*** Data for the task Section Begins ***
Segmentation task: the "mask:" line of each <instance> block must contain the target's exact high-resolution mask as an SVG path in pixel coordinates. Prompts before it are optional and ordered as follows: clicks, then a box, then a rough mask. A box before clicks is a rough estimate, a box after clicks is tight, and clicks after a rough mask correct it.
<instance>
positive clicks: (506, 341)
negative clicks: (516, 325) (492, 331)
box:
*** Data for the task Section Ends ***
*** Data for the task Section Begins ***
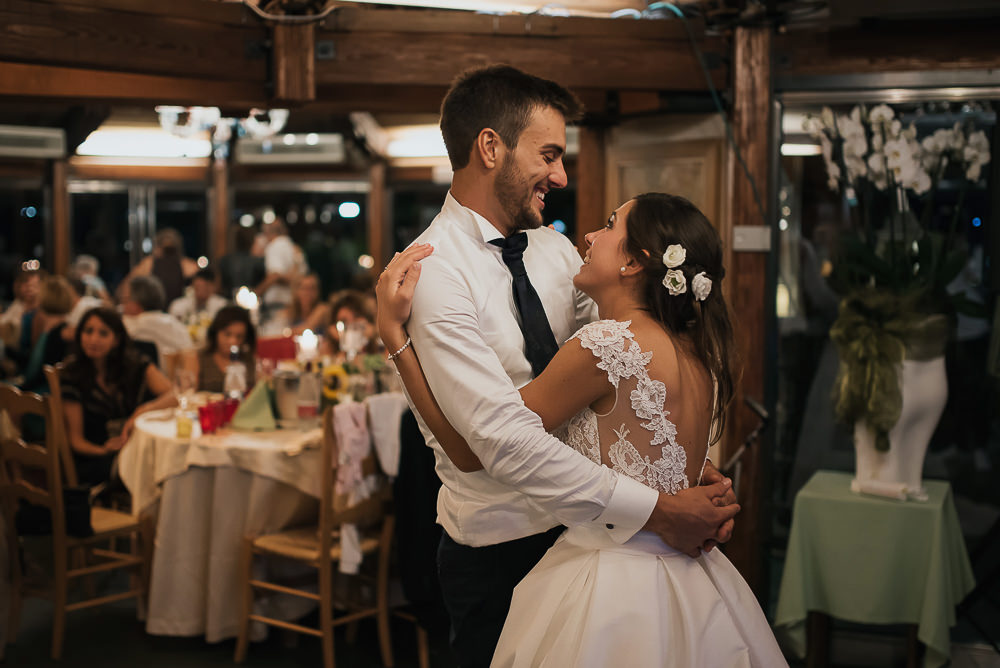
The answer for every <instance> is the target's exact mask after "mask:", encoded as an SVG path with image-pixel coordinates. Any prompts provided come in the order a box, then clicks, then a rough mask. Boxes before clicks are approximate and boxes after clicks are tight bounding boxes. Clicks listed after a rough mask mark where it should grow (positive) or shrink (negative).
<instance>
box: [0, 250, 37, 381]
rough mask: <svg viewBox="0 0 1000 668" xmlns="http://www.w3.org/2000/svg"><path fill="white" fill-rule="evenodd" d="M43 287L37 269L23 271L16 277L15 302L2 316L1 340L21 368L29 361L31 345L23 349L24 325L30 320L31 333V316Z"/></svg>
*** Data for the task Section Ends ***
### Problem
Looking at the data above, count the lines that contain the string "coordinates" and give only the count.

### Exercise response
2